• _Exercise objective_
Can you rewrite every line from the first one through the line holding "positive clicks: (158, 265) (158, 263)", both included, as a JSON list of strings with one string per line and blank lines left out?

• _Supplied records_
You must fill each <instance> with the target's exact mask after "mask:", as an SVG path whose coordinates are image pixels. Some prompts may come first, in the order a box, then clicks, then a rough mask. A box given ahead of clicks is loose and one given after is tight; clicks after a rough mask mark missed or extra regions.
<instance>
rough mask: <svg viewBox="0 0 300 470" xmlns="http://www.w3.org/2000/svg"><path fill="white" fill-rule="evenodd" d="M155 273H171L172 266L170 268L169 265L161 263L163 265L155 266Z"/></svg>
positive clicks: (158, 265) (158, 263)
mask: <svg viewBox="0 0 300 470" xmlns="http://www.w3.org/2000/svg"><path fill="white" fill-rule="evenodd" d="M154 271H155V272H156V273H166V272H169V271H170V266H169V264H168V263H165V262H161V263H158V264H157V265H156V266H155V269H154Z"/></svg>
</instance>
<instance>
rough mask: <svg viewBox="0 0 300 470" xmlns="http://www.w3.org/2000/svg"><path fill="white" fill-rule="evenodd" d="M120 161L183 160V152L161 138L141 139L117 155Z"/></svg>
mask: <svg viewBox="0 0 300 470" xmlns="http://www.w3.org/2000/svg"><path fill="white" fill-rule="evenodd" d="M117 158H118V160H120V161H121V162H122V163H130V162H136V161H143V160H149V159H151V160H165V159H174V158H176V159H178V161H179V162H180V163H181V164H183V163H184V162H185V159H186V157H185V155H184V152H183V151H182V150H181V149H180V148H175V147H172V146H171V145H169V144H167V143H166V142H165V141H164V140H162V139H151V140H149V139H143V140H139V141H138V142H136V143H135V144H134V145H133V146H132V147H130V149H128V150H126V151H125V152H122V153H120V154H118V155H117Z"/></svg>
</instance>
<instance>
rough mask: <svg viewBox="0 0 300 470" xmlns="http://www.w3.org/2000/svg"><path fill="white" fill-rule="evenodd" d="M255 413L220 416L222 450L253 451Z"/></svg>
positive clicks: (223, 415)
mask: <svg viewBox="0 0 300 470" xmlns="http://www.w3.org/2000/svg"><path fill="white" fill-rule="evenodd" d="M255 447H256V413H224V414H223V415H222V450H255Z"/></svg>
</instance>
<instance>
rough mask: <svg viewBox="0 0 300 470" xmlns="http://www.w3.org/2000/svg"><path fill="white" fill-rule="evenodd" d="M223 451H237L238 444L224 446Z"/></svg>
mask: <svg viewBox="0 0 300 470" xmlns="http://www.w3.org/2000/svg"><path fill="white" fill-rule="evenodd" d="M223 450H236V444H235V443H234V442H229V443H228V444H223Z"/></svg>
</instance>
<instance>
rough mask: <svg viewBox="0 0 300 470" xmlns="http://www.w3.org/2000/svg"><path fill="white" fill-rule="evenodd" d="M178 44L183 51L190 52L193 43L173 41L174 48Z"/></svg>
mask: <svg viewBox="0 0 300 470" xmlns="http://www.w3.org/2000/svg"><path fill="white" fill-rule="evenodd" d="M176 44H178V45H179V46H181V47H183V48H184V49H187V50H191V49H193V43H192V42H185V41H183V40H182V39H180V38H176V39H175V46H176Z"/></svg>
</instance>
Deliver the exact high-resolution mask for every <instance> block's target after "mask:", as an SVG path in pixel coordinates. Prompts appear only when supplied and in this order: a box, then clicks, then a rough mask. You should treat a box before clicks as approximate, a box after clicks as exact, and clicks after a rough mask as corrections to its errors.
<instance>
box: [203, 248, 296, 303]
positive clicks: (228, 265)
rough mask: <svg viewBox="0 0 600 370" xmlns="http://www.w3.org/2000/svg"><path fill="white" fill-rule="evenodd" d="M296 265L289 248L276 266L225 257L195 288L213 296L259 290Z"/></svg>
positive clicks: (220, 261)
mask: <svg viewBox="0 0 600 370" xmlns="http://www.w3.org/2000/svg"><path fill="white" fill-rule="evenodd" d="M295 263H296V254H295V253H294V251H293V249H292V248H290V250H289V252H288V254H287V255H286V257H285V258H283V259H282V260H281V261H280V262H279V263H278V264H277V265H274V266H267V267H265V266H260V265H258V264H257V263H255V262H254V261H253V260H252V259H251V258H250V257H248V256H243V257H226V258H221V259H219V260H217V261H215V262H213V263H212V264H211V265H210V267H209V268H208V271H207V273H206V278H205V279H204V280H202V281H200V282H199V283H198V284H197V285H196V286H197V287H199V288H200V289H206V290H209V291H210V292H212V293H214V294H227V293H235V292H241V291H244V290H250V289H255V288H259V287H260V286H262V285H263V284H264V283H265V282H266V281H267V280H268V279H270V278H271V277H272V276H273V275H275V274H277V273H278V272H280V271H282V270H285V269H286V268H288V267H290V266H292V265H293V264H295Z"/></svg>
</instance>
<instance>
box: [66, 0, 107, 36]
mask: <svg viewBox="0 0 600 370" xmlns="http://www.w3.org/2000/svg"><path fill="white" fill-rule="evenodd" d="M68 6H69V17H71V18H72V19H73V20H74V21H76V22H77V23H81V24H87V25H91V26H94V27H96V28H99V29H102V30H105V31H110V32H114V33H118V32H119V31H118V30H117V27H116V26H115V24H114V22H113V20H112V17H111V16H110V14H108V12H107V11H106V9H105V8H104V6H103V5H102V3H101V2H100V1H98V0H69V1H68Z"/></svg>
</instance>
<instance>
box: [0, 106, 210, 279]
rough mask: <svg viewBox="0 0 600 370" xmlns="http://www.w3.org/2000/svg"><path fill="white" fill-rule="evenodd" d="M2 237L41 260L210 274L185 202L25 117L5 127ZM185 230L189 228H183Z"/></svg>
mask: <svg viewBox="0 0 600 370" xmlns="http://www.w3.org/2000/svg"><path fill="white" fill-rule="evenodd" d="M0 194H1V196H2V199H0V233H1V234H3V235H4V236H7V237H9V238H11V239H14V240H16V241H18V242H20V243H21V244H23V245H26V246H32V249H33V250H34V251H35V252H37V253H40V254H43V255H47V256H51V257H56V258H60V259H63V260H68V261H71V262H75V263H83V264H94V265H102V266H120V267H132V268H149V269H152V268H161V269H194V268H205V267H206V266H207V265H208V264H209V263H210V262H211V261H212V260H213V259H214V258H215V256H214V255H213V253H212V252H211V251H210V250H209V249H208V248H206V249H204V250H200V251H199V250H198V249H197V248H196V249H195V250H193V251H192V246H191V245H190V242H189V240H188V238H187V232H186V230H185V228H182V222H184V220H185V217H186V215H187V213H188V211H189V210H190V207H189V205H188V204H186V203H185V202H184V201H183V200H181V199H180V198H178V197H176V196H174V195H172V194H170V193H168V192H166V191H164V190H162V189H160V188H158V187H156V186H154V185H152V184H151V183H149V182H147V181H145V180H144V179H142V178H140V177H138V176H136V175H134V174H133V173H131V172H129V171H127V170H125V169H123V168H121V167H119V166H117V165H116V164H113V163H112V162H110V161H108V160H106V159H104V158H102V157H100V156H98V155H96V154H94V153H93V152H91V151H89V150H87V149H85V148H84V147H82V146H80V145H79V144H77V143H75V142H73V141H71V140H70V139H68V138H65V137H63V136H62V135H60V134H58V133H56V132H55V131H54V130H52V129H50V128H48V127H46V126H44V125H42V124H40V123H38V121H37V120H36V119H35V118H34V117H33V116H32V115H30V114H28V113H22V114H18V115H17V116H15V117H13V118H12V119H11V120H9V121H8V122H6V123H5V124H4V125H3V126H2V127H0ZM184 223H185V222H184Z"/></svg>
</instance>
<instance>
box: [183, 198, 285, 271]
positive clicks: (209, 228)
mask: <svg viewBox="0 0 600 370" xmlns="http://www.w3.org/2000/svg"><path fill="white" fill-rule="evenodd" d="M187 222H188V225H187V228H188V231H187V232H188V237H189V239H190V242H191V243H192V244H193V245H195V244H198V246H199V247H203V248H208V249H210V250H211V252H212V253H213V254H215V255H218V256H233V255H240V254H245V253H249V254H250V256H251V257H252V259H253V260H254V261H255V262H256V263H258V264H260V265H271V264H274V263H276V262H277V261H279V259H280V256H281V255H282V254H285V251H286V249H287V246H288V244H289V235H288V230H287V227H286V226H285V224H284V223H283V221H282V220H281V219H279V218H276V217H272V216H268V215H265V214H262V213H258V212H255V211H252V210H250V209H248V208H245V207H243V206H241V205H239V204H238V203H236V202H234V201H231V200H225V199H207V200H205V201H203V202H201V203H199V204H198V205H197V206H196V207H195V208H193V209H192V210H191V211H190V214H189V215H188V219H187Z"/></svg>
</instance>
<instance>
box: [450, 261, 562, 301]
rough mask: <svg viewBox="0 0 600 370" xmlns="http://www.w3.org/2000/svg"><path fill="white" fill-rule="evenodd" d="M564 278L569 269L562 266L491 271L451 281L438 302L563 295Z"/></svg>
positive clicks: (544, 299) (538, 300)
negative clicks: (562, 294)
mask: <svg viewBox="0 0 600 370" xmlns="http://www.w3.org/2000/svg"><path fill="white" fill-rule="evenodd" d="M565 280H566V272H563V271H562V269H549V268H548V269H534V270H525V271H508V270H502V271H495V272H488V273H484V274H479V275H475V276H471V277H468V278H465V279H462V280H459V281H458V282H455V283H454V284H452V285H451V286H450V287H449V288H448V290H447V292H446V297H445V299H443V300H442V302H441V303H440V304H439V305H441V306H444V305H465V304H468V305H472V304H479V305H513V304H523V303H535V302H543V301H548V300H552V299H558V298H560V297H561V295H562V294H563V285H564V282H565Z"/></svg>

• _Answer below_
[
  "You must fill each <instance> with the target's exact mask after \"mask:\", as an SVG path whose coordinates are image pixels. Some prompts may come first, in the order a box, then clicks, then a rough mask. A box given ahead of clicks is loose and one given after is tight; clicks after a rough mask mark missed or extra regions.",
  "<instance>",
  "rough mask: <svg viewBox=\"0 0 300 470\" xmlns=\"http://www.w3.org/2000/svg\"><path fill=\"white\" fill-rule=\"evenodd\" d=\"M155 273H171L172 266L170 268L169 265L161 263L163 265L155 266Z\"/></svg>",
  "positive clicks: (158, 265) (158, 263)"
]